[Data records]
-- -- --
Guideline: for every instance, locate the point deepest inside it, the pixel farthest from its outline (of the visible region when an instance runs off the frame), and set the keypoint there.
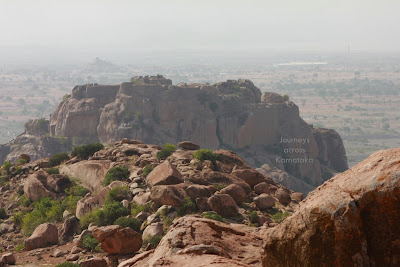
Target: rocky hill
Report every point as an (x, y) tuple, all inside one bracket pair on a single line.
[(128, 196), (265, 129), (136, 204)]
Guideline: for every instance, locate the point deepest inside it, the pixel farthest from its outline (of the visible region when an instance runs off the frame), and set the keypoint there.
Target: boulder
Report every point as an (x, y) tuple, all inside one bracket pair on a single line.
[(188, 145), (173, 195), (25, 157), (164, 174), (7, 259), (70, 228), (283, 196), (262, 188), (236, 192), (152, 230), (224, 205), (250, 176), (44, 235), (116, 240), (93, 262), (35, 186), (350, 220), (194, 241), (196, 191), (297, 196), (264, 201)]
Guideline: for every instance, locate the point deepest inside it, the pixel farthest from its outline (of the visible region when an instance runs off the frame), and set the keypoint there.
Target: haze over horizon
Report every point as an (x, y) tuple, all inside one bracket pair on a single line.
[(45, 31)]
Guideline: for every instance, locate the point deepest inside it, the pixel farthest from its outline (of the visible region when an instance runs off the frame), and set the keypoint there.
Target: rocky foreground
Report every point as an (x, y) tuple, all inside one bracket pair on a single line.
[(186, 210), (264, 129)]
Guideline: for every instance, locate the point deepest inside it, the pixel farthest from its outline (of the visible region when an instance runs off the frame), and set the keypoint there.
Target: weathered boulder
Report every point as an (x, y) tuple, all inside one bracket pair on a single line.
[(236, 192), (283, 196), (250, 176), (44, 235), (194, 241), (35, 186), (262, 188), (350, 220), (264, 201), (164, 174), (172, 195), (196, 191), (117, 240), (223, 204), (93, 262), (89, 172), (7, 259), (154, 229), (188, 145)]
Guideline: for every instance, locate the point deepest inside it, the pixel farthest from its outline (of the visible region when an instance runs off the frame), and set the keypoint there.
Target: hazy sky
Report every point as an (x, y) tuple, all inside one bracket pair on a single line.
[(88, 28)]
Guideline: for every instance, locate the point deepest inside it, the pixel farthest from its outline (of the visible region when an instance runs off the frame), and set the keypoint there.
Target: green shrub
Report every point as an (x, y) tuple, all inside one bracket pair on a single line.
[(18, 217), (166, 151), (136, 209), (116, 174), (118, 193), (89, 242), (45, 210), (107, 215), (206, 154), (147, 170), (285, 98), (6, 166), (187, 206), (154, 241), (85, 151), (20, 247), (132, 223), (253, 217), (213, 216), (279, 216), (53, 170), (3, 214), (57, 159), (220, 186), (68, 264)]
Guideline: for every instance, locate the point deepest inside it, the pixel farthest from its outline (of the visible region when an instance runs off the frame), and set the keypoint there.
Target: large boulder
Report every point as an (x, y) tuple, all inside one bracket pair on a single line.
[(164, 174), (173, 195), (116, 240), (35, 186), (194, 241), (44, 235), (350, 220), (223, 204)]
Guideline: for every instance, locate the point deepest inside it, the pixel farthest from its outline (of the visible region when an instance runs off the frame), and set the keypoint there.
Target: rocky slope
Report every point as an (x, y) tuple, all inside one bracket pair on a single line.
[(180, 200), (350, 220), (199, 212), (264, 129)]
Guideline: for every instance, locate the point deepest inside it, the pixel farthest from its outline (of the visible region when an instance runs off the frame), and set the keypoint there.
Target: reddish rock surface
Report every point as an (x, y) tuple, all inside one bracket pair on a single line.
[(117, 240), (44, 235), (350, 220), (164, 174)]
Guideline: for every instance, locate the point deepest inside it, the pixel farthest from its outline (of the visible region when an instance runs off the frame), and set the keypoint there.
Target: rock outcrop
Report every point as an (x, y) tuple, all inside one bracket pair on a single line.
[(350, 220), (44, 235), (194, 241), (234, 114)]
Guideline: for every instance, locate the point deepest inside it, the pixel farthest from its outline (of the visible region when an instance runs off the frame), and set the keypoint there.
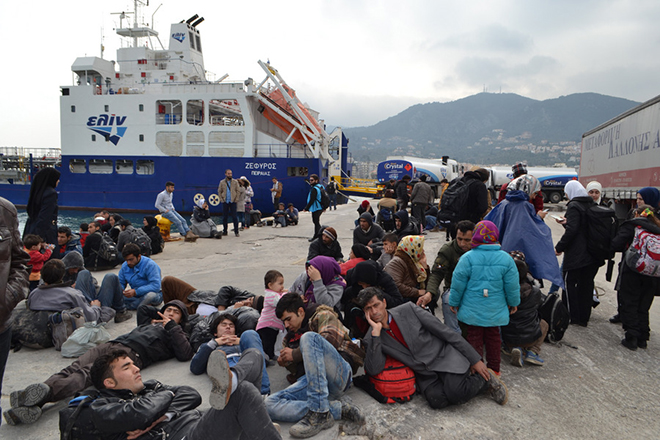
-- -- --
- _Activity_: The answer should be all lines from the entries above that hold the word "boulder".

- _Answer for the task_:
Target: boulder
Target: weathered boulder
Target: large boulder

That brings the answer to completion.